#### WHAT YOU NEED TO DO
Report how many lines of the material contain the string "brown", treating uppercase and lowercase as different, and give only that number.

#### DATA RECORDS
● ● ● ● ●

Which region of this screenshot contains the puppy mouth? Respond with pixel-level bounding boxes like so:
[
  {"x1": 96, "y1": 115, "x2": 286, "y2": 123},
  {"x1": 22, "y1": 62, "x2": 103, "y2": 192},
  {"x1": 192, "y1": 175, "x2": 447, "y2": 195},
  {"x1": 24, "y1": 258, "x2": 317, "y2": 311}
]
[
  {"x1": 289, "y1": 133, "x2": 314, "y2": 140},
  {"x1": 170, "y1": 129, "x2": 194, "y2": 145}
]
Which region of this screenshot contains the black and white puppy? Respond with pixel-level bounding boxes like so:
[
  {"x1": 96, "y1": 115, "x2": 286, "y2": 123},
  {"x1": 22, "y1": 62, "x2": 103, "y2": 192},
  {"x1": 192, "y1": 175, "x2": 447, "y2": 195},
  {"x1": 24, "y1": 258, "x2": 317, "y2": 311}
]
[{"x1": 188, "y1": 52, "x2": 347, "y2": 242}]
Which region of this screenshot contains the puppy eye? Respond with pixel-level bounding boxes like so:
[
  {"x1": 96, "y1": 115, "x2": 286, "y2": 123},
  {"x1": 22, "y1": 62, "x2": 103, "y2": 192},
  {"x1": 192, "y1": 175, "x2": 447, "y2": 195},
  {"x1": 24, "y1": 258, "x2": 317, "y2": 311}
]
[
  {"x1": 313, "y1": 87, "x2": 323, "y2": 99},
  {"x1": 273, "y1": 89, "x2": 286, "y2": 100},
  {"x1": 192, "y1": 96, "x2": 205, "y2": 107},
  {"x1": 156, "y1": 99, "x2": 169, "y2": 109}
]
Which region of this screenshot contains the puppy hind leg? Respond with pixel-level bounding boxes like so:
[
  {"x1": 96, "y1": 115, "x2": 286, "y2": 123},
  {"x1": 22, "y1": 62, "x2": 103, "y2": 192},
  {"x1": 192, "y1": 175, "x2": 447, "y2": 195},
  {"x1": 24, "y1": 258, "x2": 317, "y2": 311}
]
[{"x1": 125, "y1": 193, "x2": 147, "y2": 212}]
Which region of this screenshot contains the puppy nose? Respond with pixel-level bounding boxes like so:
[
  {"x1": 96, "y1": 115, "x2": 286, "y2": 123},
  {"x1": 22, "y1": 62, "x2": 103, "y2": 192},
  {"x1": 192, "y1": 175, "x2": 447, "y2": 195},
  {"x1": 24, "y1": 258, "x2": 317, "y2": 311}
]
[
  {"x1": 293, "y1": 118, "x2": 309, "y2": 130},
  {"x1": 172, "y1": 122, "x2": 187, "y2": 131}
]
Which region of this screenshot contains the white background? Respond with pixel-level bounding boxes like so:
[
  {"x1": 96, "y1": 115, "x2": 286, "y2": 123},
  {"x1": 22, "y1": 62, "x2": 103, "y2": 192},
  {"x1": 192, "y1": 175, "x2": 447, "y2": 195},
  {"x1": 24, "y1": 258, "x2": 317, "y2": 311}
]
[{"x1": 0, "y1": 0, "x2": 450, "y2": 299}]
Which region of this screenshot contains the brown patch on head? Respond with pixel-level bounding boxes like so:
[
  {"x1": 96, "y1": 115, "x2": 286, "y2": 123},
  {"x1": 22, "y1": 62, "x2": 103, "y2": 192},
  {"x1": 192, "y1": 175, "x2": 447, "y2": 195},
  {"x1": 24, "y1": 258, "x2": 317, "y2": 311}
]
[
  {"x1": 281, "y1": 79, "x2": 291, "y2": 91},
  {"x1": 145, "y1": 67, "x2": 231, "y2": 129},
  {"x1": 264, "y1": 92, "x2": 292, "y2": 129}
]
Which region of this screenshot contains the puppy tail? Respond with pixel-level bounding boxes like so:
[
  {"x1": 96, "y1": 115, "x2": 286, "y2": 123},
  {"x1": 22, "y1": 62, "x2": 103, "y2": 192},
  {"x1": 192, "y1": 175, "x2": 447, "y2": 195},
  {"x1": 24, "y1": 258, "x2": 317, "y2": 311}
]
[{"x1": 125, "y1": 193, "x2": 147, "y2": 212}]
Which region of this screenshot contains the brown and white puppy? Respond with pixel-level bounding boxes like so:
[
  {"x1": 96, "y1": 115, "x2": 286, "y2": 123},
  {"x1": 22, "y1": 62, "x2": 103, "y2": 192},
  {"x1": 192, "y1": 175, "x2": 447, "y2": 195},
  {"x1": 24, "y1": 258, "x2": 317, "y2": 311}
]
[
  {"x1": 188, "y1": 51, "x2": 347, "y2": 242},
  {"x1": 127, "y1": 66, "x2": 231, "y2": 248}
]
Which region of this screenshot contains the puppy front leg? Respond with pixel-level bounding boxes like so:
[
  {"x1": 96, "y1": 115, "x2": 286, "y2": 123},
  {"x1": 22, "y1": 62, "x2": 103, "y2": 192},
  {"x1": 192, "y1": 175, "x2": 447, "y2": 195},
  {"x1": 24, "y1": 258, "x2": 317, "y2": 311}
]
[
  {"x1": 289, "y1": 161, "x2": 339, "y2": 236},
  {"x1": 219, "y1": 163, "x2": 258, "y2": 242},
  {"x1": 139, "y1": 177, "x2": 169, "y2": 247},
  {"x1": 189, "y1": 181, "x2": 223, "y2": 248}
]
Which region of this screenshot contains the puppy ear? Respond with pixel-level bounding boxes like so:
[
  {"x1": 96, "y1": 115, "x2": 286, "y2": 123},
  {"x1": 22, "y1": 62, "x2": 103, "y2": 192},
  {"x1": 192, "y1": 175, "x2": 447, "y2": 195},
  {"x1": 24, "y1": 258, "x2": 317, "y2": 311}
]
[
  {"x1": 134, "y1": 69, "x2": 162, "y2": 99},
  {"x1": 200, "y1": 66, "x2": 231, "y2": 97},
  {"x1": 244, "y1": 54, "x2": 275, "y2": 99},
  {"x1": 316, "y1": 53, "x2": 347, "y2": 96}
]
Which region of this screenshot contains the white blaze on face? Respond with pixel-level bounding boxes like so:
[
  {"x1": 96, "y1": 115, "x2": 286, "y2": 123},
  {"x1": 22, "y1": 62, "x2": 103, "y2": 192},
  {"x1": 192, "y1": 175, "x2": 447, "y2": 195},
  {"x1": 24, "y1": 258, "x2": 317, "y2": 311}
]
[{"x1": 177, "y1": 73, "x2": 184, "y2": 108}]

● ● ● ● ●

#### RESULT OF THIS TASK
2